Provided records section start

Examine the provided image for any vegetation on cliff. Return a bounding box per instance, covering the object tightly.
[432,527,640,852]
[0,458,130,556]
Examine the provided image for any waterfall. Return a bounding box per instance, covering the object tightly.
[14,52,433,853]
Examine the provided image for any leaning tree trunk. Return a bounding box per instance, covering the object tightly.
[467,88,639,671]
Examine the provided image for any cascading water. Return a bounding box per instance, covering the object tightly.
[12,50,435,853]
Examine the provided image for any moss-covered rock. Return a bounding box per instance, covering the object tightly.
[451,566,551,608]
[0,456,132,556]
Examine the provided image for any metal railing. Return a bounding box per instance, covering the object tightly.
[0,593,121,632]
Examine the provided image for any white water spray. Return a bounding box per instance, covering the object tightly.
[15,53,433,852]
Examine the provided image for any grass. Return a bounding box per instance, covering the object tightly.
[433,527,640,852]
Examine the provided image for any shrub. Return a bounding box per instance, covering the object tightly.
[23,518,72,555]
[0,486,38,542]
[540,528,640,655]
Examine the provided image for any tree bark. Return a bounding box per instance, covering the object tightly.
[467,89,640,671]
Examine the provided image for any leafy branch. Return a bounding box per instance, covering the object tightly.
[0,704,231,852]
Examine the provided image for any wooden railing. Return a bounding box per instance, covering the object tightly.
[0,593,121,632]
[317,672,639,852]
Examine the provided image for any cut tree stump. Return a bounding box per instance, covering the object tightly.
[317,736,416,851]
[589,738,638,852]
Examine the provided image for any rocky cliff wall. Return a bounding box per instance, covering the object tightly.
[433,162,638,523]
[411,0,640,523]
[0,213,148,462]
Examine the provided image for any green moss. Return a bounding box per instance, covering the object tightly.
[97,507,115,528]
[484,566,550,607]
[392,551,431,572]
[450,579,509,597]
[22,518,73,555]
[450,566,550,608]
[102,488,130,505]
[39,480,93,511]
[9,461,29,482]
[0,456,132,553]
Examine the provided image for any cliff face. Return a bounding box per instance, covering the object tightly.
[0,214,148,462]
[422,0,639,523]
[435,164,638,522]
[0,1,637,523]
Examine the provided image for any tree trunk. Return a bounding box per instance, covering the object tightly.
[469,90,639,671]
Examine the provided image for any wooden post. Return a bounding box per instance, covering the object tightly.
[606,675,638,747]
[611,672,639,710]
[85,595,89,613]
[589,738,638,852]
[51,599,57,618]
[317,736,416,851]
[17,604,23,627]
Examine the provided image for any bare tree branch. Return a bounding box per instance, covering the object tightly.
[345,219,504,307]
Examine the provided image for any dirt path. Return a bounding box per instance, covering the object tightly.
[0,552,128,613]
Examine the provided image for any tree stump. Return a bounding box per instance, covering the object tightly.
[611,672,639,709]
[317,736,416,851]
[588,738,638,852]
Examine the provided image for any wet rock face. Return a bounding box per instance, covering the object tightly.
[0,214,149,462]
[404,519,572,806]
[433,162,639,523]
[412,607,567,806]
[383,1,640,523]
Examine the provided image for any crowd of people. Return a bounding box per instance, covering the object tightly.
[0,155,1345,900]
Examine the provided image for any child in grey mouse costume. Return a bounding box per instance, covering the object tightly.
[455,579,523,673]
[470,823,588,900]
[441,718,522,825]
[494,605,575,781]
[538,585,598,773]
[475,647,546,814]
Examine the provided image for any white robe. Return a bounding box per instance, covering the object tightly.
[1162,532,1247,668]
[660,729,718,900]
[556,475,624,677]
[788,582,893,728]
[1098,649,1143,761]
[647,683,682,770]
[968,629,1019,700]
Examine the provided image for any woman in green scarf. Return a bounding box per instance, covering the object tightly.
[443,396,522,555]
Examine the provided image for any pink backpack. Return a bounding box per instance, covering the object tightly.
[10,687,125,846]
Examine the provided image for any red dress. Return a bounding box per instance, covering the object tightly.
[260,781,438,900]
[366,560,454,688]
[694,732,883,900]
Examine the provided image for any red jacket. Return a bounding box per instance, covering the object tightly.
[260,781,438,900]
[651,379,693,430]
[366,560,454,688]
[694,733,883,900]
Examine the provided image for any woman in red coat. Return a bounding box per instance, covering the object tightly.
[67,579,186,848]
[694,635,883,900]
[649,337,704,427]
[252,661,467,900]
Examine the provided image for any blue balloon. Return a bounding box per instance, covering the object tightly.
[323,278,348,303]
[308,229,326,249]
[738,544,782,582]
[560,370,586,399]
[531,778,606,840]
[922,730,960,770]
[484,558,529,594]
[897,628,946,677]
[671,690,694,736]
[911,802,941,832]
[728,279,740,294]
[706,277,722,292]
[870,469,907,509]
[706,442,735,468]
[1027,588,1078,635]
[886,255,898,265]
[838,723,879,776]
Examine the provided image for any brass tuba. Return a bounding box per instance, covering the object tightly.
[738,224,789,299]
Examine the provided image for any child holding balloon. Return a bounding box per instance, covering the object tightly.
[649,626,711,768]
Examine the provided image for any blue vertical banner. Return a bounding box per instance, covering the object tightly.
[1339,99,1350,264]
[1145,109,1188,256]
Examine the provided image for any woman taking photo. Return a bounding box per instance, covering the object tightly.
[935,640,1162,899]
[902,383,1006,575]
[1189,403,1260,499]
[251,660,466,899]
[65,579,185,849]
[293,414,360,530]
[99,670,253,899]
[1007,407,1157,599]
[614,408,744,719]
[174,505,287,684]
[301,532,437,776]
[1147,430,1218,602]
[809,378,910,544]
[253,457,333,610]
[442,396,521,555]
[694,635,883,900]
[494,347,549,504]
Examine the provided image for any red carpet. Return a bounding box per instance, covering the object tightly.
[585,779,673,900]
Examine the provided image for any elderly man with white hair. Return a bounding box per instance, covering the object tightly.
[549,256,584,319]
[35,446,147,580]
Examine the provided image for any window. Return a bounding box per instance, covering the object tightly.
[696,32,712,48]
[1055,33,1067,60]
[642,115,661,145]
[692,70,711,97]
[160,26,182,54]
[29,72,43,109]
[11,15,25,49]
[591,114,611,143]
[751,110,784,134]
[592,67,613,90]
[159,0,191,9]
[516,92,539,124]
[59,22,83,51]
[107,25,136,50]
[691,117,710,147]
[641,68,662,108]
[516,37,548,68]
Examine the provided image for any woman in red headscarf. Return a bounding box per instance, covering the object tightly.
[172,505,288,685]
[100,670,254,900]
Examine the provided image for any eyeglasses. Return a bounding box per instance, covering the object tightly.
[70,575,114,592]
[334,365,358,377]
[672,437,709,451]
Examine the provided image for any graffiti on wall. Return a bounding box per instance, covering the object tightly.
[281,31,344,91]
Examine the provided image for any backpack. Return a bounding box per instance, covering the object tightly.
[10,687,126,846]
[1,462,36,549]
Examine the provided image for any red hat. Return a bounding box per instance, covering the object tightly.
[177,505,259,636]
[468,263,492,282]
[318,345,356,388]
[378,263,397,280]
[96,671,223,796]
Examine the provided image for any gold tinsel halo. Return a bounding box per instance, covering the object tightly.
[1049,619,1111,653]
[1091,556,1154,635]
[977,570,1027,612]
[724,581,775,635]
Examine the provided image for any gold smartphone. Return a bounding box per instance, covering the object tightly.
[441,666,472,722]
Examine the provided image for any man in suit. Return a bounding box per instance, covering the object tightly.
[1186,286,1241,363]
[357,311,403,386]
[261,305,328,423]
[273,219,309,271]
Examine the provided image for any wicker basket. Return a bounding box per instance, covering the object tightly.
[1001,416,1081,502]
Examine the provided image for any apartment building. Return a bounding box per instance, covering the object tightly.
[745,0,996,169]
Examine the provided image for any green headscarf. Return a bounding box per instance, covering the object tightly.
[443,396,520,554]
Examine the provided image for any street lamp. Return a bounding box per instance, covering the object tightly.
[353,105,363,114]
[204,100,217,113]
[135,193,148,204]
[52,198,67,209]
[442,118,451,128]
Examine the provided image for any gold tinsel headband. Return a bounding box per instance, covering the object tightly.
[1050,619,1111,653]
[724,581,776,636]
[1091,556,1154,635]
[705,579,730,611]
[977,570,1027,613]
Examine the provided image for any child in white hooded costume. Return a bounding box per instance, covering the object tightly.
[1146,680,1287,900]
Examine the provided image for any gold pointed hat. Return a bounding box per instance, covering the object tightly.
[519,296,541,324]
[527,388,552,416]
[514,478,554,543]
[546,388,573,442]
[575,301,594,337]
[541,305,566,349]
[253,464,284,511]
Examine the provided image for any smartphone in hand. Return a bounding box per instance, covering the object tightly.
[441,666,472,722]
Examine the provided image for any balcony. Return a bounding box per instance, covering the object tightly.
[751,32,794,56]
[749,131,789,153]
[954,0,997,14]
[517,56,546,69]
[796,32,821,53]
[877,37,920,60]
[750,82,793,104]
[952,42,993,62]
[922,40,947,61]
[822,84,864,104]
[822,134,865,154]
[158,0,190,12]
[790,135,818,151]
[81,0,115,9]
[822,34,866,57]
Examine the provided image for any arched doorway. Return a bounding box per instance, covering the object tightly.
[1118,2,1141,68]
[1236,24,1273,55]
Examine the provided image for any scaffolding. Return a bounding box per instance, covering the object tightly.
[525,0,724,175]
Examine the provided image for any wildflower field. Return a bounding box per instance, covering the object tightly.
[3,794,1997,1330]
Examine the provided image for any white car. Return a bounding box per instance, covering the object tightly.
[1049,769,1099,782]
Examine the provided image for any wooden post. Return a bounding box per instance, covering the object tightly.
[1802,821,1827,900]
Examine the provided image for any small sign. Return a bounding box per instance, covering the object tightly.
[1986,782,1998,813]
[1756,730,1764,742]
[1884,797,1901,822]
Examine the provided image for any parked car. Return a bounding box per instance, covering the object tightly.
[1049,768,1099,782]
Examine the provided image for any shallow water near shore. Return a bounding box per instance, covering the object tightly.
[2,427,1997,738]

Provided records section end

### Exercise goal
Nothing but the lines from the one containing "Examine the provided image for any white car." through the last line of the data above should be set down, word for word.

### Exercise solution
Examine the provided image for any white car. Return a bounding box per instance, covering the object tightly.
[1049,769,1099,782]
Examine the provided image for any wooden post. Return a bounding box per instance, covering the object tightly.
[1802,821,1827,900]
Examine the provided image for any small sign. Return a bounding box per instance, covering the object tightly.
[1986,782,1998,813]
[1756,730,1764,742]
[1884,797,1901,822]
Examine the provided image for any parked car. Return a bounding box per instance, covering the object tightly.
[1049,768,1099,782]
Examine the provided image for any shallow water near shore. Return a bounding box per instance, covering the object tightly.
[2,427,1997,738]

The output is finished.